• [Exercise description]: Please rewrite everything from the line containing "shower head, I would be grateful." down to the line containing "[[[49,73],[49,63],[46,60],[46,81],[50,83],[50,76]]]", replacing "trace the outline" with "mark the boundary" and leaving the rest of those records unchanged.

• [Provided entries]:
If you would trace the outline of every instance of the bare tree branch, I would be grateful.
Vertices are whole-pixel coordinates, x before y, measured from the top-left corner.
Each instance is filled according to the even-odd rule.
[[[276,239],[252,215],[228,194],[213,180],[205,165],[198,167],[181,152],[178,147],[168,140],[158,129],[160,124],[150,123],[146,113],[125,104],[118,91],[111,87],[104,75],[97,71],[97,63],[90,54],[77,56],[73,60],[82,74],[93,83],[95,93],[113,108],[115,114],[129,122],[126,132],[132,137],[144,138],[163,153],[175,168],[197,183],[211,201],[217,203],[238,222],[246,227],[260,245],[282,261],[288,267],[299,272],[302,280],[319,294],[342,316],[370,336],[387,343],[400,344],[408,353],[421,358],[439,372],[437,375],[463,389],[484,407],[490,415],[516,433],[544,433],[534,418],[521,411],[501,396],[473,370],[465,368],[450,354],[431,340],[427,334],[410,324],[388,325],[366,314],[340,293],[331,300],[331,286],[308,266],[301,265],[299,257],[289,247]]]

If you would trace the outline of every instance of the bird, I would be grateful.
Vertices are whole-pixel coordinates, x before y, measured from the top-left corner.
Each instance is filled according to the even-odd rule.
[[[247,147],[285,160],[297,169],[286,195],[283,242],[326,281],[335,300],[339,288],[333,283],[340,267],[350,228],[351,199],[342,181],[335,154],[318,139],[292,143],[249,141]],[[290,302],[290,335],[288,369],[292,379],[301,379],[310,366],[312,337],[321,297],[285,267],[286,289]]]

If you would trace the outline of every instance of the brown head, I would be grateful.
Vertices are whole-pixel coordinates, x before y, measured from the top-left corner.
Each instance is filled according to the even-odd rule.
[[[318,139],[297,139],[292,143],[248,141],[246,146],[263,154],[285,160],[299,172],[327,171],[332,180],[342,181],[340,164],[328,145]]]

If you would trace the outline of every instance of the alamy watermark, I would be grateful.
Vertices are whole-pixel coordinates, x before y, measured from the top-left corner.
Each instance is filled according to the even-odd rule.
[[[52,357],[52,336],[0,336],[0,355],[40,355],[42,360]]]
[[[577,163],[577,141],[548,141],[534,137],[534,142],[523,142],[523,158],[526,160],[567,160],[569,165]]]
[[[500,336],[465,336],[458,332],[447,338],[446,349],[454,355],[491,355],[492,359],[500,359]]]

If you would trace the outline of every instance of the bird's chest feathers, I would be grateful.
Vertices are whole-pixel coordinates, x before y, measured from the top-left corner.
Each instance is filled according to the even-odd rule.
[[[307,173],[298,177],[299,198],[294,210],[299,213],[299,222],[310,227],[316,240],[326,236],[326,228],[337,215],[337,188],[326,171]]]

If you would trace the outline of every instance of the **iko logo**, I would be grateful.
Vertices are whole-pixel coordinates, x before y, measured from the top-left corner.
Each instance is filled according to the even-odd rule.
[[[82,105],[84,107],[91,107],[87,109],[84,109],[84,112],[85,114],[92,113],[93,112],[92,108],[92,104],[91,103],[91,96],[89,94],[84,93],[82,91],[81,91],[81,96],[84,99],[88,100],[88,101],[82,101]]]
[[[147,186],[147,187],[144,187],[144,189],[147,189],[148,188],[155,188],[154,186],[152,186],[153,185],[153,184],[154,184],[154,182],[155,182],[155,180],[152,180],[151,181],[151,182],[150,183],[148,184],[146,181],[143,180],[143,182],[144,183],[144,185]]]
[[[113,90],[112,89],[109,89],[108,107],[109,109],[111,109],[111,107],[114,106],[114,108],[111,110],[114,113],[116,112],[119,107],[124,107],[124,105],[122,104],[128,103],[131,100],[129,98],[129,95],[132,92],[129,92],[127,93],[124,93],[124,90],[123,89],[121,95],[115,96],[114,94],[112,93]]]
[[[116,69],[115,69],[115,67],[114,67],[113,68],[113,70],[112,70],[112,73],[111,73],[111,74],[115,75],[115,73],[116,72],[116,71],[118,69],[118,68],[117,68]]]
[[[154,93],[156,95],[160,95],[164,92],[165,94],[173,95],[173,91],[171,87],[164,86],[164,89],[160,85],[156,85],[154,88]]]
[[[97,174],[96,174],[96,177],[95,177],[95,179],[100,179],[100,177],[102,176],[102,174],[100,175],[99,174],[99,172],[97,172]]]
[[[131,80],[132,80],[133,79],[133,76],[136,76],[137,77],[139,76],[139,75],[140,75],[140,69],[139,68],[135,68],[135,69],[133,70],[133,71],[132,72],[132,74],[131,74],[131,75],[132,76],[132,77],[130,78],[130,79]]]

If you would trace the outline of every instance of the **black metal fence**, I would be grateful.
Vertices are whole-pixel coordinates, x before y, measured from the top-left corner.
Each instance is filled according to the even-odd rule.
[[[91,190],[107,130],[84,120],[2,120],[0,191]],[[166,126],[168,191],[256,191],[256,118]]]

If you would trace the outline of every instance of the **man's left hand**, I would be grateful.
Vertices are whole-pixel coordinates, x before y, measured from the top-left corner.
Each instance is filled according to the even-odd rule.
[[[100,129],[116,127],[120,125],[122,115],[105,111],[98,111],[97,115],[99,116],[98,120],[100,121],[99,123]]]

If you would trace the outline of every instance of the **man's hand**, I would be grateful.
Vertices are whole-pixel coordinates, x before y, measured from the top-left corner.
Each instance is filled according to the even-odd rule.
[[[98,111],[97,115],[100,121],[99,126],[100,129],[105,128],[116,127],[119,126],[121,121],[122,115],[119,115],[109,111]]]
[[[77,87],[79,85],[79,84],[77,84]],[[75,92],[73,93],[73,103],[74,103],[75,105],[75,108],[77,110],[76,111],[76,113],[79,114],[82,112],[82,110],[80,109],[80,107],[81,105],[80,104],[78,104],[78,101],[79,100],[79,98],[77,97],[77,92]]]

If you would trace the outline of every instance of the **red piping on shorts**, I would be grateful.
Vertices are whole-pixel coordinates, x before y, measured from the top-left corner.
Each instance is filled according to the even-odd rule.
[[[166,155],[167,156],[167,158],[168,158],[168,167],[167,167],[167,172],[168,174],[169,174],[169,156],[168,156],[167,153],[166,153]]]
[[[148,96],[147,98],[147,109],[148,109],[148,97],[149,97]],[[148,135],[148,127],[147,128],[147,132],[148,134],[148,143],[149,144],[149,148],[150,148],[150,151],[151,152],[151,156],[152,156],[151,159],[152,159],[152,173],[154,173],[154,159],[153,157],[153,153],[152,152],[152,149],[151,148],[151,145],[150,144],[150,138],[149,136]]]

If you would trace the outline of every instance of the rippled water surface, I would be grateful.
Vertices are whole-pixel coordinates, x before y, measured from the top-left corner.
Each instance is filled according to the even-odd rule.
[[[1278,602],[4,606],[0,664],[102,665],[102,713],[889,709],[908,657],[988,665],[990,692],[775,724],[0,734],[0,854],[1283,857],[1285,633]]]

==

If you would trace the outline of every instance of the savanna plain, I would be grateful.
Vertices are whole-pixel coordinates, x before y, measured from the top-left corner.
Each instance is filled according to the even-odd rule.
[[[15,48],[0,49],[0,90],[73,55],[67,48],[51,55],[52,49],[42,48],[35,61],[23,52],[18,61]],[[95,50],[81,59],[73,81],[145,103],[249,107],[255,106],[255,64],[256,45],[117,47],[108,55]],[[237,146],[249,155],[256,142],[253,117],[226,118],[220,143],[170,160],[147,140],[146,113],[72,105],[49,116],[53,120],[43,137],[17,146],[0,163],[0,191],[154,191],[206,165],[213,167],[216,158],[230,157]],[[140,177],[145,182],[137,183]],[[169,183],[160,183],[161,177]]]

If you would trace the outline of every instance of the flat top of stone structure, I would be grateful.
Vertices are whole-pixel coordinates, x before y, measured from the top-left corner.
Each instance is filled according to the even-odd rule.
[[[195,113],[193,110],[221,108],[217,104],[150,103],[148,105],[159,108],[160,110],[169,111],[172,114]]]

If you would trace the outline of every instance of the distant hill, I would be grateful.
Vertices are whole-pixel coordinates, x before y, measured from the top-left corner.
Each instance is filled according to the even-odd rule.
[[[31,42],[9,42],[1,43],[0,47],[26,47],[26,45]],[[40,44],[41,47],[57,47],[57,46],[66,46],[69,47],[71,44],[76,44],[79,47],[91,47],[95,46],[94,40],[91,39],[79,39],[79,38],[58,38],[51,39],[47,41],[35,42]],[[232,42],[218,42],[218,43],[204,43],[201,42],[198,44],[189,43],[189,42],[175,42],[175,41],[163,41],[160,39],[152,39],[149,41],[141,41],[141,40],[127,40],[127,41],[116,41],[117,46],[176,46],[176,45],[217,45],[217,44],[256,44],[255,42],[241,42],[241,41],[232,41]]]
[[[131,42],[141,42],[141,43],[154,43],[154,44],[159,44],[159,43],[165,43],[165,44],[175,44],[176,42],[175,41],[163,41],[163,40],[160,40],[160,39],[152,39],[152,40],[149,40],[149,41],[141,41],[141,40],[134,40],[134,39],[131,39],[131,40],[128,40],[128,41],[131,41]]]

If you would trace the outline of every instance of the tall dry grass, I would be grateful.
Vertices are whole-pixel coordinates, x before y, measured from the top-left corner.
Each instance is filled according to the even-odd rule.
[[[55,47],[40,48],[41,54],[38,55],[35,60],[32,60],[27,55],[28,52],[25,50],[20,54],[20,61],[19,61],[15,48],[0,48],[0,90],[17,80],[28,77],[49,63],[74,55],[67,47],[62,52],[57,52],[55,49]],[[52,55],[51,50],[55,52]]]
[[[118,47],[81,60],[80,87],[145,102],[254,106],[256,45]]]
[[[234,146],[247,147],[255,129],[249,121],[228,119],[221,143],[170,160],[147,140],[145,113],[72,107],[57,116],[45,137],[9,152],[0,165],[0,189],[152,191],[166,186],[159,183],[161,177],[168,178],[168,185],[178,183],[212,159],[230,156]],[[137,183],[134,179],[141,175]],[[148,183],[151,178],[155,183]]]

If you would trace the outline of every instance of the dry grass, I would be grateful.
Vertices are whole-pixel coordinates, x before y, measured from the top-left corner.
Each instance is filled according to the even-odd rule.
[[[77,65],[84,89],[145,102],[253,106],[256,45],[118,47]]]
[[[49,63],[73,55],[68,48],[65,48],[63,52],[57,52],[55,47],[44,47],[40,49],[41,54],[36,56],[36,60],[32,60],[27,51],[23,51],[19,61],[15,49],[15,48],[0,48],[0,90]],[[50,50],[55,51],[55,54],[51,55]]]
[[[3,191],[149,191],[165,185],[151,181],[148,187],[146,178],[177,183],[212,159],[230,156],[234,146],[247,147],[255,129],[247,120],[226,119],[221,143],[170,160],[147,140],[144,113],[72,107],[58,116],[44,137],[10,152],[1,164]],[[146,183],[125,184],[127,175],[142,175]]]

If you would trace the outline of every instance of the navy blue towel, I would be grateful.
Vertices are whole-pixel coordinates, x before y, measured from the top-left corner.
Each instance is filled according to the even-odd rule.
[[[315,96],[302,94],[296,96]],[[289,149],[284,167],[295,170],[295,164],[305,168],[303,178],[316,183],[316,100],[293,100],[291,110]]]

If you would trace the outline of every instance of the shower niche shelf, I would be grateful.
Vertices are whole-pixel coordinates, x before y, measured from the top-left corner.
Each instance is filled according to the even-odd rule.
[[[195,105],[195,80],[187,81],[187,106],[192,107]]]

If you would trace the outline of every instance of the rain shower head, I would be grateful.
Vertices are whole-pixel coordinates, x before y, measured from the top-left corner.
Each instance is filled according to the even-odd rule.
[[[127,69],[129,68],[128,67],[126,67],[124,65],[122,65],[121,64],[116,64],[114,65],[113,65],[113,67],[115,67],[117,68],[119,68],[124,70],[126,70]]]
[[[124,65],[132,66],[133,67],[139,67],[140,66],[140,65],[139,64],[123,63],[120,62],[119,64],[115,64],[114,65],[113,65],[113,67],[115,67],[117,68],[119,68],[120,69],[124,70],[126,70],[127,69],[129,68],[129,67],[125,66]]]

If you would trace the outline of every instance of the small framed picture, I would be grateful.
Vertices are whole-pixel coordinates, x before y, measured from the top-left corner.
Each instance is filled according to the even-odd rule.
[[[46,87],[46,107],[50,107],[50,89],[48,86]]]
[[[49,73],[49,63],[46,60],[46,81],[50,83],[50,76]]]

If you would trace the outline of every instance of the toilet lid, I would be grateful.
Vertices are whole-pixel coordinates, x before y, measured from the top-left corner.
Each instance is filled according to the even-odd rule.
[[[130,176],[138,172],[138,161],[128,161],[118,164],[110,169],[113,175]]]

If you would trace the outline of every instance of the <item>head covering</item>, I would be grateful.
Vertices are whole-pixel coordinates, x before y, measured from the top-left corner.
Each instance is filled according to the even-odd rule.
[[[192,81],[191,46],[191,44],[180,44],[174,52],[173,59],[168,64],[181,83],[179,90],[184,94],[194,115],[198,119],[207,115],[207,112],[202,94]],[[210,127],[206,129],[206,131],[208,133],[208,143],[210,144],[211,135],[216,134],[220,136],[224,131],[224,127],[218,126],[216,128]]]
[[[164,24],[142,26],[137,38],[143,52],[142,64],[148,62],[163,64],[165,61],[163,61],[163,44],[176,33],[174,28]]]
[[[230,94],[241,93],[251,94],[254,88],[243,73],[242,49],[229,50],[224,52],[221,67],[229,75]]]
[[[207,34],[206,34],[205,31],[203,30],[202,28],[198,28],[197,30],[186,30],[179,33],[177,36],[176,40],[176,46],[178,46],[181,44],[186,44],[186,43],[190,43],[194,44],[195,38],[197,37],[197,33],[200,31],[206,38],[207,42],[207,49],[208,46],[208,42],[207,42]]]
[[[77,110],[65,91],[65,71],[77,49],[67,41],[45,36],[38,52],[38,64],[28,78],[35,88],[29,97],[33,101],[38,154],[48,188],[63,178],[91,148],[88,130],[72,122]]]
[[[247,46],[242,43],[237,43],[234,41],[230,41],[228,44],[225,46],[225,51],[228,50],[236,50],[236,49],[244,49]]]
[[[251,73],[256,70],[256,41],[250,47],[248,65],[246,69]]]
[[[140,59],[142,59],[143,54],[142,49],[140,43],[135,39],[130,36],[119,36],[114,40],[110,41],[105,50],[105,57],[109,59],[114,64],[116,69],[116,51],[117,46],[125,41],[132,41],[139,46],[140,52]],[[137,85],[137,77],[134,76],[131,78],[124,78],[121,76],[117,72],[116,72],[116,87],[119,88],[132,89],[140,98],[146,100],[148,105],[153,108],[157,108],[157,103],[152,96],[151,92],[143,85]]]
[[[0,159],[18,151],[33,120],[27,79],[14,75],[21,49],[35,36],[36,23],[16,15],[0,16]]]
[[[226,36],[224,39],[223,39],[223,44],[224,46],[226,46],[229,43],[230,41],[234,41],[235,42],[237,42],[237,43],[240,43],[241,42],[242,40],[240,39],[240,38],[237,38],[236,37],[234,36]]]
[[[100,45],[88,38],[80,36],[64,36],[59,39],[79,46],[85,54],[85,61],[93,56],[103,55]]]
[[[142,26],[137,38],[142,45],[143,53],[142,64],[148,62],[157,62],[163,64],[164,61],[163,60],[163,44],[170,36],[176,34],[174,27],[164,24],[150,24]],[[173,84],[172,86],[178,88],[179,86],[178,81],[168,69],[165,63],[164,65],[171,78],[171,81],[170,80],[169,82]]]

---

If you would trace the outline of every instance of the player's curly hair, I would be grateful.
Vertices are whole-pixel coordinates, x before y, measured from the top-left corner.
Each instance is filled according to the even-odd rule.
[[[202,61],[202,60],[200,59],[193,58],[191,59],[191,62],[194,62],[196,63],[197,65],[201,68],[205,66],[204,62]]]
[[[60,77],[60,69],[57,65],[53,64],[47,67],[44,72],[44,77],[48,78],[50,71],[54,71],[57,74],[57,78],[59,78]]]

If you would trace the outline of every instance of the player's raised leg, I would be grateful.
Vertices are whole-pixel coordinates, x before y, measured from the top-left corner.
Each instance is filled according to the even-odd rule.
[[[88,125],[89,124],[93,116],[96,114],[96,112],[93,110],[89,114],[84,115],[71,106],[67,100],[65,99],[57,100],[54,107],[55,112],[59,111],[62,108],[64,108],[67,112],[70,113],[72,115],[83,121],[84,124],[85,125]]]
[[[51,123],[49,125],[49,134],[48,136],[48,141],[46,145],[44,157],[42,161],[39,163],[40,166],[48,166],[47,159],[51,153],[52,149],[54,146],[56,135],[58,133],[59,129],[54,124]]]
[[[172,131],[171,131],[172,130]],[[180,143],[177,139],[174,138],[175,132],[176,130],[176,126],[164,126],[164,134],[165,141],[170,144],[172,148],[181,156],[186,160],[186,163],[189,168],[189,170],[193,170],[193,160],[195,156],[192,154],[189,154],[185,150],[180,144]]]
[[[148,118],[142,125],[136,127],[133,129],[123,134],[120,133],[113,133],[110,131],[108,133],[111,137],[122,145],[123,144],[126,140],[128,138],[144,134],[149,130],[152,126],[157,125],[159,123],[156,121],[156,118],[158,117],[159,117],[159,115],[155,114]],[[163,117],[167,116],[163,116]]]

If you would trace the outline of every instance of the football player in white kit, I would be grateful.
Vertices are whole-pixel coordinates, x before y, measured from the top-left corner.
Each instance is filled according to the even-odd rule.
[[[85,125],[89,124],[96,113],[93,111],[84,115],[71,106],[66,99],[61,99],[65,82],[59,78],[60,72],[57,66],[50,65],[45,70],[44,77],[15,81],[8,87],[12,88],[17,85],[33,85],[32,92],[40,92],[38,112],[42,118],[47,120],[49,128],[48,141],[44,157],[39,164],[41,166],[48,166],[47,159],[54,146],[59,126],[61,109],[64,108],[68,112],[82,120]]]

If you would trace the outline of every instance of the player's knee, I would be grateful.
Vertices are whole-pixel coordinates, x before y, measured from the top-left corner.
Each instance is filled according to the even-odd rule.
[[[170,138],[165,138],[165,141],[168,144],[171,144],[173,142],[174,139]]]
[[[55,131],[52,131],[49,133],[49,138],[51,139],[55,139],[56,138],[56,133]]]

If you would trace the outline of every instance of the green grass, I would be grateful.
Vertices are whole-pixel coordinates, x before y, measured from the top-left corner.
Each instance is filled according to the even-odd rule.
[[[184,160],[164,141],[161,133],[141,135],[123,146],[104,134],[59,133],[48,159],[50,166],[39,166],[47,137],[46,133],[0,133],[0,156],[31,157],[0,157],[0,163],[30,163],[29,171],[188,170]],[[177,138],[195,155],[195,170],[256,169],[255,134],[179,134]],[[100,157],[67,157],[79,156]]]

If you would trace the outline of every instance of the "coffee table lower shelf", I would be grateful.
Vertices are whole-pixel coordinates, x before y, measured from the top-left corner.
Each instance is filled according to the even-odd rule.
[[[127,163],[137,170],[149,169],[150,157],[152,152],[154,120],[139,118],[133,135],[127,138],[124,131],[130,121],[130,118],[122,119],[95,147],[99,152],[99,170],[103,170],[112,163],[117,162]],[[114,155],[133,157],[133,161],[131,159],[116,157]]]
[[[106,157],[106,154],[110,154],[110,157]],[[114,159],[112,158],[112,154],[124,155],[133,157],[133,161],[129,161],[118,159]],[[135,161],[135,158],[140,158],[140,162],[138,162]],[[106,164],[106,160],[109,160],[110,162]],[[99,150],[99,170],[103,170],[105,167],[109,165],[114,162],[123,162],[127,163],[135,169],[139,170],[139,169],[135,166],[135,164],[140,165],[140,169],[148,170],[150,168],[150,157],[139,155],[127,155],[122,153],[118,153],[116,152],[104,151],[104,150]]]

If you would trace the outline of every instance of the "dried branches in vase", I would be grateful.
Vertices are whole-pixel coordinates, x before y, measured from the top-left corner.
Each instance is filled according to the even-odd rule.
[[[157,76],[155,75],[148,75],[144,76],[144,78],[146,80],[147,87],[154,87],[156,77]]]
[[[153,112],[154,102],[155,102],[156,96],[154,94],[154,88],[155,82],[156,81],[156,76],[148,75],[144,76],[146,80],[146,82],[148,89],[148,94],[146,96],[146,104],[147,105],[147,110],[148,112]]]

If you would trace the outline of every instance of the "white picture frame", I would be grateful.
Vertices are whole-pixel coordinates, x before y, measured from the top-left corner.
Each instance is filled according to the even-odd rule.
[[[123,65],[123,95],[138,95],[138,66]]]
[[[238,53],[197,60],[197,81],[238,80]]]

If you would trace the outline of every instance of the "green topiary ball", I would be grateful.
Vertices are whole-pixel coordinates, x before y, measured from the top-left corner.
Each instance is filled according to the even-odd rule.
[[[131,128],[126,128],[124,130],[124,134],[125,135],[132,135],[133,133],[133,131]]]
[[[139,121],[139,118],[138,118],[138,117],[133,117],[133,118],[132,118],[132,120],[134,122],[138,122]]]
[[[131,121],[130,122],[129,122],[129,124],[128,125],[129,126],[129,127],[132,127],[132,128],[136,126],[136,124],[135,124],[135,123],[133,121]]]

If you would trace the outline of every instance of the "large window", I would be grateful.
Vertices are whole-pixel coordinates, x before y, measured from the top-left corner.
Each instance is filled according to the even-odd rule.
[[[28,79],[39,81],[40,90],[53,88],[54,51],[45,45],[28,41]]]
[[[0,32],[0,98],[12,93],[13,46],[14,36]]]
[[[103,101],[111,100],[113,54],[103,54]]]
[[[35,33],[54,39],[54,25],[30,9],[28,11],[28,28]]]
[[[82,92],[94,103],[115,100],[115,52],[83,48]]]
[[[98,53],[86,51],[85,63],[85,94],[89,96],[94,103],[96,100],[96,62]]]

• [Completed task]:
If you would mark the boundary of every instance of the rain shower head, I would be grateful.
Vertices are whole-pixel coordinates, x before y, measured from the top-left corner.
Each instance is filled according to the even-odd rule.
[[[127,69],[129,68],[128,67],[126,67],[124,65],[122,65],[121,64],[116,64],[114,65],[113,65],[113,67],[115,67],[117,68],[119,68],[124,70],[126,70]]]
[[[124,65],[132,66],[133,67],[139,67],[140,66],[140,65],[139,64],[123,63],[120,62],[119,64],[115,64],[114,65],[113,65],[113,67],[115,67],[117,68],[119,68],[120,69],[124,70],[126,70],[127,69],[129,68],[129,67],[125,66]]]

If you would mark the boundary of every instance of the small framed picture, I would be grateful.
Vertices are whole-pixel coordinates, x before y, measured from the top-left corner.
Each instance is filled according to the even-odd rule.
[[[46,87],[46,107],[50,107],[50,89],[48,86]]]
[[[49,73],[49,63],[46,60],[46,81],[50,83],[50,76]]]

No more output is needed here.